= PAGINAFRAGMENT =
___

Einde inhoudsopgave
Richtlijn 2006/43/EG betreffende de wettelijke controles van jaarrekeningen en geconsolideerde jaarrekeningen, tot wijziging van de Richtlijnen 78/660/EEG en 83/349/EEG van de Raad en houdende intrekking van Richtlijn 84/253/EEG van de Raad
Artikel 26 bis Assurancestandaarden voor duurzaamheidsrapportering
Geldend
Geldend vanaf 05-01-2023
- Bronpublicatie:
14-12-2022, PbEU 2022, L 322 (uitgifte: 16-12-2022, regelingnummer: 2022/2464)
- Inwerkingtreding
05-01-2023
- Bronpublicatie inwerkingtreding:
14-12-2022, PbEU 2022, L 322 (uitgifte: 16-12-2022, regelingnummer: 2022/2464)
- Vakgebied(en)
Ondernemingsrecht / Europees ondernemingsrecht
Ondernemingsrecht / Jaarrekeningenrecht
1.
De lidstaten eisen dat wettelijke auditors en auditkantoren de assurance van duurzaamheidsrapportering uitvoeren met inachtneming van de assurancestandaarden die door de Commissie zijn vastgesteld overeenkomstig lid 3.
2.
De lidstaten kunnen nationale assurancestandaarden, -procedures of -vereisten toepassen zolang de Commissie geen assurancestandaard betreffende hetzelfde onderwerp heeft vastgesteld.
De lidstaten delen de nationale assurancestandaarden, -procedures of -vereisten, ten minste drie maanden voor de inwerkingtreding ervan, mede aan de Commissie.
3.
De Commissie stelt in aanvulling op deze richtlijn uiterlijk op 1 oktober 2026 overeenkomstig artikel 48 bis gedelegeerde handelingen vast teneinde te voorzien in beperkte assurancestandaarden die de procedures bepalen die de auditor of auditors en het auditkantoor of de auditkantoren moeten uitvoeren om zijn of haar of hun conclusies te trekken over de assurance van duurzaamheidsrapportering, met inbegrip van opdrachtplanning, risicobeoordeling en respons op risico's, en van het soort conclusies die in de assuranceverklaring over de duurzaamheidsrapportering of, waar van toepassing, in de controleverklaring moeten worden opgenomen.

___

= AANGELEVERD MATERIAAL =
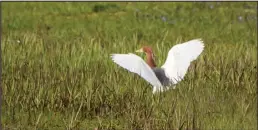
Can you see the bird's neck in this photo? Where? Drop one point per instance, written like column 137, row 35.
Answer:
column 150, row 60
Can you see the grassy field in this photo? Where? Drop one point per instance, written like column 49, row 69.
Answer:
column 57, row 72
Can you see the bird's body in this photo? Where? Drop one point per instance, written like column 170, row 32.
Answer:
column 170, row 73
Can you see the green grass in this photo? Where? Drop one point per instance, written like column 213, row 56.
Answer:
column 60, row 75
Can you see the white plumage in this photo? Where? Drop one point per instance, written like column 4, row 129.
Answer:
column 171, row 72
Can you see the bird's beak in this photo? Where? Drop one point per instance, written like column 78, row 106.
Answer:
column 140, row 50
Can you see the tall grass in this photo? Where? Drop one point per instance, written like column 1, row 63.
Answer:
column 57, row 73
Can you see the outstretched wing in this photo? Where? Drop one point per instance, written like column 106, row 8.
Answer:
column 179, row 58
column 135, row 64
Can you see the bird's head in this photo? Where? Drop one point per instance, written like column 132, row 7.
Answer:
column 145, row 49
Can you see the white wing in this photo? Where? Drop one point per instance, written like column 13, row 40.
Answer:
column 135, row 64
column 179, row 59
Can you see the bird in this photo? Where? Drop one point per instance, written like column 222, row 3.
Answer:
column 170, row 73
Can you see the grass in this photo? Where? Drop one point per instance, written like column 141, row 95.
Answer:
column 57, row 73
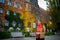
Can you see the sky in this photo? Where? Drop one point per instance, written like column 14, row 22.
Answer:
column 42, row 4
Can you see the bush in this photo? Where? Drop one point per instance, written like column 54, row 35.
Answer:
column 49, row 33
column 26, row 34
column 4, row 35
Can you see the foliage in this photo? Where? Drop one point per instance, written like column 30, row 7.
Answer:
column 54, row 7
column 26, row 34
column 51, row 26
column 4, row 35
column 49, row 33
column 11, row 17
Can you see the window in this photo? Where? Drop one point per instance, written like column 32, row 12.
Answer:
column 29, row 24
column 15, row 4
column 1, row 10
column 8, row 12
column 14, row 23
column 9, row 2
column 14, row 13
column 1, row 1
column 20, row 6
column 6, row 23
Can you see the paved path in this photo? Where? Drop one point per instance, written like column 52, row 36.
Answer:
column 54, row 37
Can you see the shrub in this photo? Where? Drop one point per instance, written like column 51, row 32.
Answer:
column 49, row 33
column 26, row 34
column 4, row 35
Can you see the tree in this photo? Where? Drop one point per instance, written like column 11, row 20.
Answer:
column 54, row 7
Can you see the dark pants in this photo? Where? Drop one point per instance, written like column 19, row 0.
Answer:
column 39, row 38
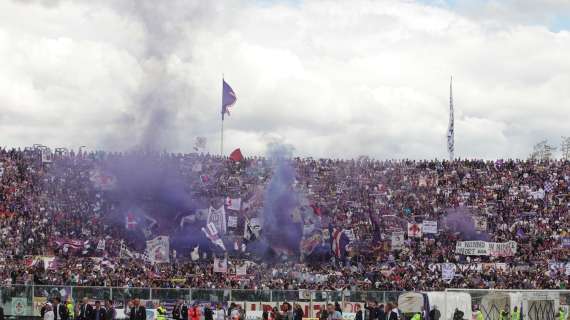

___

= OPDRACHTEN =
A) Beantwoord de volgende vragen over het artikel.
(i) Vanaf welke datum is het artikel geldend?
(ii) Hoe lang vóór de inwerkingtreding moeten de lidstaten hun nationale assurancestandaarden, -procedures of -vereisten meedelen aan de Commissie?
(iii) Uiterlijk op welke datum stelt de Commissie de gedelegeerde handelingen vast?
B) Neem alles van "De lidstaten delen" tot en met "moeten worden opgenomen." uit het artikel over en vervang daarin "drie maanden" door "zes maanden".
Het materiaal hoeft niet gebruikt te worden.

= UITWERKINGEN =
A)
(i) Vanaf 05-01-2023.
(ii) Ten minste drie maanden.
(iii) Uiterlijk op 1 oktober 2026.

B)
De lidstaten delen de nationale assurancestandaarden, -procedures of -vereisten, ten minste zes maanden voor de inwerkingtreding ervan, mede aan de Commissie.
3.
De Commissie stelt in aanvulling op deze richtlijn uiterlijk op 1 oktober 2026 overeenkomstig artikel 48 bis gedelegeerde handelingen vast teneinde te voorzien in beperkte assurancestandaarden die de procedures bepalen die de auditor of auditors en het auditkantoor of de auditkantoren moeten uitvoeren om zijn of haar of hun conclusies te trekken over de assurance van duurzaamheidsrapportering, met inbegrip van opdrachtplanning, risicobeoordeling en respons op risico's, en van het soort conclusies die in de assuranceverklaring over de duurzaamheidsrapportering of, waar van toepassing, in de controleverklaring moeten worden opgenomen.